──────── MATERIAL TO PROCESS

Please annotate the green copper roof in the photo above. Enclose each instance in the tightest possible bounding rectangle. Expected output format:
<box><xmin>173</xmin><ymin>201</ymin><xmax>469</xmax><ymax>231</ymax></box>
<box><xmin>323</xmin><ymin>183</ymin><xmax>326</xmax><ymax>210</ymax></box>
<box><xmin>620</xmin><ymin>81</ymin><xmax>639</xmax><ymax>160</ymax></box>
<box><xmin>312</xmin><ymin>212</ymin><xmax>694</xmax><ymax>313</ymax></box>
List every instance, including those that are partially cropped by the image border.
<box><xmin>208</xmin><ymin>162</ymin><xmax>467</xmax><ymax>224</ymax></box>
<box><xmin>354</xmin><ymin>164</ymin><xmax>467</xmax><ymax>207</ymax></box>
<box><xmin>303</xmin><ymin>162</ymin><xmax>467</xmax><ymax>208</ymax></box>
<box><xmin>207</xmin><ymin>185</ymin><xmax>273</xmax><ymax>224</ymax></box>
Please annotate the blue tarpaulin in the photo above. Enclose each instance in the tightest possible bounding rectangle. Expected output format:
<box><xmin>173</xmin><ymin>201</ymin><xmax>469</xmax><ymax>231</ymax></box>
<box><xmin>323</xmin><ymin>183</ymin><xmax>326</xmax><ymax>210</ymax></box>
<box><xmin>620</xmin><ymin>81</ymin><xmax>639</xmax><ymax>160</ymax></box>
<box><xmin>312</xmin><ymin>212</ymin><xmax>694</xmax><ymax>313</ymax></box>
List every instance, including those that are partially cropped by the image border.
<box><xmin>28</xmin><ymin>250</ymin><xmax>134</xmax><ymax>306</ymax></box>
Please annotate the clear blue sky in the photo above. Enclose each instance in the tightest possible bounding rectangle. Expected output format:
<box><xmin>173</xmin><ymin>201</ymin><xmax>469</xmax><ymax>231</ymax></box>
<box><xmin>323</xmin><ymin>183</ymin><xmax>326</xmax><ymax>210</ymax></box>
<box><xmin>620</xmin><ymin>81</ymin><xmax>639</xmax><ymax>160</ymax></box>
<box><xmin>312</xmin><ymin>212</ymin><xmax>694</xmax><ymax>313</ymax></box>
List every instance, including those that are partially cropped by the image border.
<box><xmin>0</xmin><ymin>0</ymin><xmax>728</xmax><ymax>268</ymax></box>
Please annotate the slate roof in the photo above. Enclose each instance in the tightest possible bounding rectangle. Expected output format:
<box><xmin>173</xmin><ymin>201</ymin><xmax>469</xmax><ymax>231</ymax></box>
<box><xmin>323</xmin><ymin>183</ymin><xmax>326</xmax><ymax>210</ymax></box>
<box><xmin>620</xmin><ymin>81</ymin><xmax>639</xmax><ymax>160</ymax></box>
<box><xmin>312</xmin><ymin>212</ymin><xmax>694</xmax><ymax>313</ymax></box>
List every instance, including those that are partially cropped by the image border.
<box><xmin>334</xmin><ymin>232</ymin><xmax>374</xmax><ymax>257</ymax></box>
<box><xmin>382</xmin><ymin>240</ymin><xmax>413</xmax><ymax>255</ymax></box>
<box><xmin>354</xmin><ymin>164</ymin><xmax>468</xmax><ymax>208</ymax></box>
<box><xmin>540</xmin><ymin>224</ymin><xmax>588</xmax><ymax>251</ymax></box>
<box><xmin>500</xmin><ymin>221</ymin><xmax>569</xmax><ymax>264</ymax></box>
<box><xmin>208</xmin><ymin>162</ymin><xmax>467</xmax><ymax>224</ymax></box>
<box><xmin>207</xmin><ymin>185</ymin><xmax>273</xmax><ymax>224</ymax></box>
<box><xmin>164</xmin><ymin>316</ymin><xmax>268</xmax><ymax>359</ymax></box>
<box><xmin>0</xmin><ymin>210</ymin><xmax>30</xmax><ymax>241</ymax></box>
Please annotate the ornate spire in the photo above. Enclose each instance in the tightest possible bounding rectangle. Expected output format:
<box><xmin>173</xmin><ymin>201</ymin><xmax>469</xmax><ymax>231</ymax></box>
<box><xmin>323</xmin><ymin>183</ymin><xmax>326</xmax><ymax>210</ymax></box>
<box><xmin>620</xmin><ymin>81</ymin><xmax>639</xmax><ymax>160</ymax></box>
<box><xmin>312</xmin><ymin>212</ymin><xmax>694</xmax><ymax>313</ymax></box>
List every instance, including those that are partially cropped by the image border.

────────────────

## PROBLEM DETAILS
Start at the line that has "Please annotate the ornate", run through the end of the records, and write those lines out again with "ornate spire" switched to "bell tower" and everything else left unchanged.

## RESULT OF THIS EXERCISE
Please annotate the bell tower in the photo above. Enclose each instance in the tightest possible bounding rectangle. Expected output format:
<box><xmin>173</xmin><ymin>201</ymin><xmax>469</xmax><ymax>231</ymax></box>
<box><xmin>323</xmin><ymin>183</ymin><xmax>326</xmax><ymax>210</ymax></box>
<box><xmin>620</xmin><ymin>81</ymin><xmax>639</xmax><ymax>160</ymax></box>
<box><xmin>312</xmin><ymin>212</ymin><xmax>694</xmax><ymax>313</ymax></box>
List every instance, including those that are partially cropped by the image border.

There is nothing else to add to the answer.